──────── Data in this exercise
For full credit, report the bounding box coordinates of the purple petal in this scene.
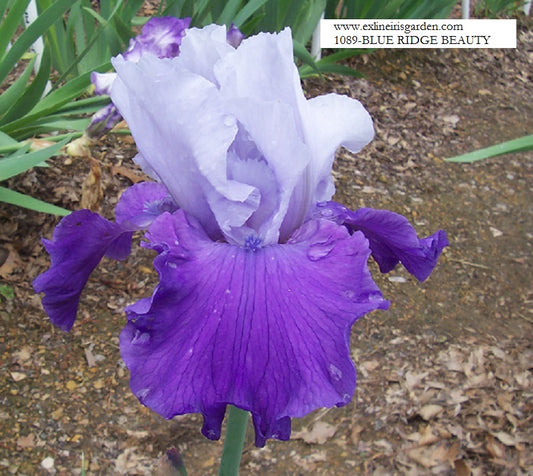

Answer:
[87,103,122,138]
[91,71,117,96]
[315,202,449,281]
[33,182,177,331]
[226,23,244,48]
[33,210,132,331]
[115,182,178,230]
[123,17,191,62]
[120,210,388,446]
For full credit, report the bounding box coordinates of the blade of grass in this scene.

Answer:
[0,0,72,84]
[0,187,71,216]
[0,137,70,182]
[0,63,111,138]
[0,0,31,64]
[444,135,533,163]
[293,40,320,76]
[233,0,268,28]
[0,45,51,127]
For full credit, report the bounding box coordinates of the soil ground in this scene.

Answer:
[0,14,533,476]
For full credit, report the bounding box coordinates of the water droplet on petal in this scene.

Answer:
[329,364,342,382]
[135,388,150,401]
[307,243,333,261]
[131,329,150,344]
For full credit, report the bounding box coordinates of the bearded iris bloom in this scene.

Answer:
[34,25,448,446]
[87,17,192,137]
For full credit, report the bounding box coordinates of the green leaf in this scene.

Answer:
[0,131,18,147]
[0,0,30,66]
[0,138,70,182]
[0,0,72,84]
[0,63,111,139]
[0,187,71,216]
[444,135,533,163]
[293,41,320,75]
[0,55,37,117]
[0,46,51,126]
[233,0,268,28]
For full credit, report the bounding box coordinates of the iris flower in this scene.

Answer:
[34,25,448,446]
[87,17,193,137]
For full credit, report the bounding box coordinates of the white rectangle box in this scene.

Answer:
[320,19,516,49]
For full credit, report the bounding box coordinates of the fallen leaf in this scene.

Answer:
[17,433,35,449]
[84,347,96,368]
[418,403,444,421]
[11,372,27,382]
[0,245,20,279]
[293,421,337,445]
[453,459,472,476]
[492,431,516,446]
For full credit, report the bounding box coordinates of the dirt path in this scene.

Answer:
[0,18,533,475]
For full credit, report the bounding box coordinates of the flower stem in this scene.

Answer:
[218,405,248,476]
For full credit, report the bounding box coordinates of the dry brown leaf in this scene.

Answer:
[492,431,517,446]
[405,371,429,390]
[80,157,104,212]
[453,459,472,476]
[407,445,450,468]
[485,435,505,459]
[418,403,444,421]
[111,165,145,183]
[11,372,27,382]
[418,425,441,445]
[17,433,35,449]
[83,347,96,368]
[0,244,20,278]
[292,421,337,445]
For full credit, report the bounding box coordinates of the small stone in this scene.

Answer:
[41,456,54,471]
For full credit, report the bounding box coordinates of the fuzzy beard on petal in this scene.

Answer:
[120,210,388,446]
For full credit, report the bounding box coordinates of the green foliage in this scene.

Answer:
────────────────
● **Instructions for the task**
Reproduce all of the entries above word for word, leaving out the pictures.

● **Response to this exercise**
For full credit, report the bounding box coordinates of the purple petal in this scene.

Answer:
[87,103,122,138]
[91,71,117,96]
[315,202,449,281]
[33,182,177,331]
[226,23,244,48]
[33,210,132,331]
[115,182,178,230]
[123,17,191,62]
[120,210,388,446]
For full credit, report the bounding box coordinates of the blade of grass in this scene.

Answer:
[0,0,72,84]
[0,187,71,216]
[0,137,70,182]
[0,63,111,138]
[0,0,31,64]
[444,135,533,163]
[293,40,320,76]
[233,0,268,28]
[0,45,51,127]
For full credit, report the bounding box coordinates of the soil ground in this scene.

Answer:
[0,14,533,476]
For full credit, report the bounding box coordinates of the water droplet on petal in this scene.

Answer:
[329,364,342,382]
[135,388,150,401]
[307,243,333,261]
[131,329,150,344]
For full credit, report the bounding box coordinates of the bearded iris bloom in this scene.

Answer:
[34,25,448,446]
[87,17,192,137]
For full credit, report the bounding box coordinates of the green leaf in this scene.

Answer:
[0,131,18,147]
[0,0,30,66]
[0,138,70,182]
[0,0,72,84]
[0,63,111,139]
[0,187,71,216]
[444,135,533,163]
[293,41,320,75]
[0,55,37,117]
[0,46,51,126]
[233,0,268,28]
For full credit, report the bounding box coordinates of the iris flower in this scene.

Answer:
[34,25,448,446]
[87,17,193,137]
For full credit, report the bounding box coordinates of the white rectangle box in this scene.

Answer:
[320,19,516,49]
For full credit, report the bounding box coordinates of the fallen leaf in this scene.

Answer:
[17,433,35,449]
[84,347,96,368]
[418,403,444,421]
[11,372,27,382]
[0,245,20,279]
[293,421,337,445]
[453,459,472,476]
[492,431,516,446]
For full credit, report the bounding box coordinates of the dirt path in this scene.

Answer:
[0,18,533,475]
For full credit, report the bounding box coordinates of the flower stem in this scene.

Answer:
[218,405,248,476]
For full credit, report the bounding box coordinates of the dry brown leaf in this scene.

Answer:
[492,431,517,446]
[405,371,429,390]
[80,157,104,212]
[453,459,472,476]
[407,445,450,468]
[485,435,505,459]
[418,403,444,421]
[111,165,145,183]
[11,372,27,382]
[418,425,441,445]
[17,433,35,449]
[83,347,96,368]
[0,244,20,278]
[292,421,337,445]
For full credit, report the bounding box coordinates of the small stone in this scene.

Answer:
[41,456,54,471]
For full credit, report the bounding box coordinates of the fuzzy beard on petal in this scene.

Answer:
[120,210,388,446]
For full credit, report the bounding box coordinates of the green foliage in this scene.

Answer:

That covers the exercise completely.